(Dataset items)
##############################
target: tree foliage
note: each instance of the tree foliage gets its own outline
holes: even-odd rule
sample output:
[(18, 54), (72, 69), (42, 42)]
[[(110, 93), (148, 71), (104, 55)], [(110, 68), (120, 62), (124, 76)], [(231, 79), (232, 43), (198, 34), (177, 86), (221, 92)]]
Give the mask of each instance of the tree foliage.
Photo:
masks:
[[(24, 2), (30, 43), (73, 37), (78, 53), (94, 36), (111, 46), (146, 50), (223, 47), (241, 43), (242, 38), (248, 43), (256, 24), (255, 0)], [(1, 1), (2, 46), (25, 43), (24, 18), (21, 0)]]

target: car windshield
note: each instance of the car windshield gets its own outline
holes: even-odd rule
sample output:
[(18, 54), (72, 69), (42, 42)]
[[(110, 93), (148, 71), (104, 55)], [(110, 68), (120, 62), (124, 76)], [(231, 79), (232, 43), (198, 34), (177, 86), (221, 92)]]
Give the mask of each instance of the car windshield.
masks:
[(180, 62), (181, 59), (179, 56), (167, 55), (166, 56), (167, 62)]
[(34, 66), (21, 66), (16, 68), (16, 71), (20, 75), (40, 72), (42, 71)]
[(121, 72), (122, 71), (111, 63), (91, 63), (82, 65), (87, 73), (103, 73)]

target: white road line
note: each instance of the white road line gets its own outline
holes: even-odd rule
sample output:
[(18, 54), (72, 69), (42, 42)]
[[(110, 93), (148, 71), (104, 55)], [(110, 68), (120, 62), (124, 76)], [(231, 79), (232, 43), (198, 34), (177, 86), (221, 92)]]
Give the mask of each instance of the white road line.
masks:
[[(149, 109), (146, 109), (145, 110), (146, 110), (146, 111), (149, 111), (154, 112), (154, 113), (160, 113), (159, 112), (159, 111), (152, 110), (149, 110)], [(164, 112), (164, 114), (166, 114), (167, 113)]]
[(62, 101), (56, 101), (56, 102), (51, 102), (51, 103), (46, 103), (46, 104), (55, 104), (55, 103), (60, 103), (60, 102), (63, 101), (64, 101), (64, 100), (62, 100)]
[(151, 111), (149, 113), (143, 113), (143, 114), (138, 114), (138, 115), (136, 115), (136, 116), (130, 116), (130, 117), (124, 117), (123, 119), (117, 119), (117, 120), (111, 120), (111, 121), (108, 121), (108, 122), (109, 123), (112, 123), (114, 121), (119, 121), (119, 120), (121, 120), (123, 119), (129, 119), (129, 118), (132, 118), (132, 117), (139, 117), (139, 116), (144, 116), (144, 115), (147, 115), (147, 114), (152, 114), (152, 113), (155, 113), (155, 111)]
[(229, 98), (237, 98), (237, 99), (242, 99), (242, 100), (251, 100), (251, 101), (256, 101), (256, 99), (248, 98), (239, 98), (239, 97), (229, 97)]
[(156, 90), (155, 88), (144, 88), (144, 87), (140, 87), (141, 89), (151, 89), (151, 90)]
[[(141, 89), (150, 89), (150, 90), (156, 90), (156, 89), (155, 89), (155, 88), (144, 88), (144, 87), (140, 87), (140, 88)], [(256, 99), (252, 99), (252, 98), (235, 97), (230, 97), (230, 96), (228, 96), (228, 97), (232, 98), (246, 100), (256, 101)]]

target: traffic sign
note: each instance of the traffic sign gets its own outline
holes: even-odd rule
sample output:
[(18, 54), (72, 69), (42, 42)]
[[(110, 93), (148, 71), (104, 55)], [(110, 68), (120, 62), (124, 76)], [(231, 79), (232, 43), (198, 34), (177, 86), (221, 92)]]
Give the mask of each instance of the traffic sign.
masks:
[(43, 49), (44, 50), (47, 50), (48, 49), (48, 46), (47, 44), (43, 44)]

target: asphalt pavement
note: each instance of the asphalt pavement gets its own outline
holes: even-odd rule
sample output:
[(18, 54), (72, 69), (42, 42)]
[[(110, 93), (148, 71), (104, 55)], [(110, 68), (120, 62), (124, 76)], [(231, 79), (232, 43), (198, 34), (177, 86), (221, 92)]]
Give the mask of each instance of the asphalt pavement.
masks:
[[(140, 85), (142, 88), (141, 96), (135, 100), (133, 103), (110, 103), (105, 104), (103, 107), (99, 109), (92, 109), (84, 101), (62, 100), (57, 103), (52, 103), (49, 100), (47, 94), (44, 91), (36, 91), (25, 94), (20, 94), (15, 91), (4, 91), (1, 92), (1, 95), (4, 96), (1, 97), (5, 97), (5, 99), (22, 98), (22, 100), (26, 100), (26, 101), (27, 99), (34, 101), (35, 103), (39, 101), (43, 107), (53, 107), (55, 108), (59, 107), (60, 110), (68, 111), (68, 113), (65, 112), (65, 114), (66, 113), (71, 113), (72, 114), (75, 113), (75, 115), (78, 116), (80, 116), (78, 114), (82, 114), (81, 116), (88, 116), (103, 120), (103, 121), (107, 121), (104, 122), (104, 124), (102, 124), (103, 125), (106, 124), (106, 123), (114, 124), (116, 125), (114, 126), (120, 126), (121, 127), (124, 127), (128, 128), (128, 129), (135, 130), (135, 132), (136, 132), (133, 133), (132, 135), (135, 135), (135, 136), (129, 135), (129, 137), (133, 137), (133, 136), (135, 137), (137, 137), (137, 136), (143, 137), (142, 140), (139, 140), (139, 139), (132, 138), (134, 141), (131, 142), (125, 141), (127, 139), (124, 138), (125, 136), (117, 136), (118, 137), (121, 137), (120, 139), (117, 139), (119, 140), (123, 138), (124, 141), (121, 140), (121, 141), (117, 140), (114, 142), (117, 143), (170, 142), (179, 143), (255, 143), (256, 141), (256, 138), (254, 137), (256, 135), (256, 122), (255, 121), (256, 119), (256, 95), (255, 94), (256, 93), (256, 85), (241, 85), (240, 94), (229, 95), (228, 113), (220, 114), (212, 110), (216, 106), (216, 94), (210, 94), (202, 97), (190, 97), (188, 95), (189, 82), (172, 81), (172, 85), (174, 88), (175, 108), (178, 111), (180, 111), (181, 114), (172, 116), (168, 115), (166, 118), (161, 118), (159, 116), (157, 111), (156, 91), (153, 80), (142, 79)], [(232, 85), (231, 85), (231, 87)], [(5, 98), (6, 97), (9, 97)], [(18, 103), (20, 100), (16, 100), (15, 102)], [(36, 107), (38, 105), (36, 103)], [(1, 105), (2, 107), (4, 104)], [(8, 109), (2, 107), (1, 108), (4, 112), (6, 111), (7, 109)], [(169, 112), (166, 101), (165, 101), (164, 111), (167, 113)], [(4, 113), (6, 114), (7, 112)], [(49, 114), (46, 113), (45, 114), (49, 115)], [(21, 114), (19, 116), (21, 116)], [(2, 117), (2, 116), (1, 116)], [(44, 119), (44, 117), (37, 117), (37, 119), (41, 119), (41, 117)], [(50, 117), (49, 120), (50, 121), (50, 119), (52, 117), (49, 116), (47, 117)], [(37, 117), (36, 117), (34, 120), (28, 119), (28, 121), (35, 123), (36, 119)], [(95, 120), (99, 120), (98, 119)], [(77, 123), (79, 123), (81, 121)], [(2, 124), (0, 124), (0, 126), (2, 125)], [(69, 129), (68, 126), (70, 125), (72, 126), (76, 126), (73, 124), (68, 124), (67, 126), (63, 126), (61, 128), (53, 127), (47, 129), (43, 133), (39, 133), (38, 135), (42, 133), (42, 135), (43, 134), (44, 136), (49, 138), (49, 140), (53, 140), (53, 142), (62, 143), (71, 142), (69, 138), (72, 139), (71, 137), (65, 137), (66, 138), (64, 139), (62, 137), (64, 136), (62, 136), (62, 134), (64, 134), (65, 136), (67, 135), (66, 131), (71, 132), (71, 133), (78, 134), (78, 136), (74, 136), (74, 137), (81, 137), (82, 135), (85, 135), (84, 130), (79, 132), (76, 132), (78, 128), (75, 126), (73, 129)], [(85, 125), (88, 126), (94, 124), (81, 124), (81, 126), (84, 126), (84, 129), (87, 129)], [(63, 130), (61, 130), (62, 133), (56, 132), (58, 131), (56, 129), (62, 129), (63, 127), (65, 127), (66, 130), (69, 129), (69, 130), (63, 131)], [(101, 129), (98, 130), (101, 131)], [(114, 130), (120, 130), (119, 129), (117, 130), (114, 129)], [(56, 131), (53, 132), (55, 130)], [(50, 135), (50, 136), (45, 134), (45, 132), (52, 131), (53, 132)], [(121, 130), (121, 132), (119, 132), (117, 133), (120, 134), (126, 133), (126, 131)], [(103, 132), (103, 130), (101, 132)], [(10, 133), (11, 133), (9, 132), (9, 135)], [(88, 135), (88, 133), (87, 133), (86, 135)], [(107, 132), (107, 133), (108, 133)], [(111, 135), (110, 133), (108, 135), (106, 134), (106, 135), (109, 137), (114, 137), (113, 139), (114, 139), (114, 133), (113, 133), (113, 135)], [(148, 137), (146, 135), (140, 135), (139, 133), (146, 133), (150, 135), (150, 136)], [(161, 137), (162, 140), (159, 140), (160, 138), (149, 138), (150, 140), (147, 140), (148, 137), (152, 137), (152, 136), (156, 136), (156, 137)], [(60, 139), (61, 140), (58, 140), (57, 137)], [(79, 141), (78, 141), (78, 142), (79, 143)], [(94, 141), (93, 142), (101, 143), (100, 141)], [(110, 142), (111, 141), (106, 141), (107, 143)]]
##############################
§ The request:
Starting from the first of the lines above and ending with the line that contains "73), (103, 73)]", present those lines as a numbered list, including both ends and leaving out blank lines.

§ Full response:
1. target: tree foliage
2. note: each instance of the tree foliage gets its own outline
3. holes: even-odd rule
4. sample output:
5. [(18, 54), (72, 69), (42, 42)]
6. [[(110, 93), (148, 71), (104, 55)], [(110, 68), (120, 62), (124, 76)], [(231, 79), (232, 43), (198, 34), (177, 86), (221, 92)]]
7. Give the mask of each instance of the tree foliage.
8. Photo:
9. masks:
10. [[(24, 2), (30, 43), (73, 37), (78, 53), (94, 36), (111, 46), (146, 50), (223, 47), (241, 43), (242, 38), (248, 43), (256, 24), (255, 0)], [(1, 1), (2, 46), (25, 43), (24, 18), (21, 0)]]
11. target: car windshield
12. note: each instance of the car windshield gets its own outline
13. holes: even-odd rule
14. sample output:
15. [(18, 54), (72, 69), (42, 42)]
16. [[(110, 93), (148, 71), (104, 55)], [(110, 68), (120, 62), (124, 76)], [(231, 79), (232, 43), (198, 34), (177, 86), (221, 92)]]
17. Give the mask of each instance of the car windshield.
18. masks:
19. [(180, 62), (181, 59), (179, 56), (167, 55), (166, 56), (167, 62)]
20. [(34, 66), (21, 66), (16, 68), (16, 71), (20, 75), (40, 72), (42, 71)]
21. [(121, 72), (122, 71), (111, 63), (91, 63), (82, 65), (87, 73), (103, 73)]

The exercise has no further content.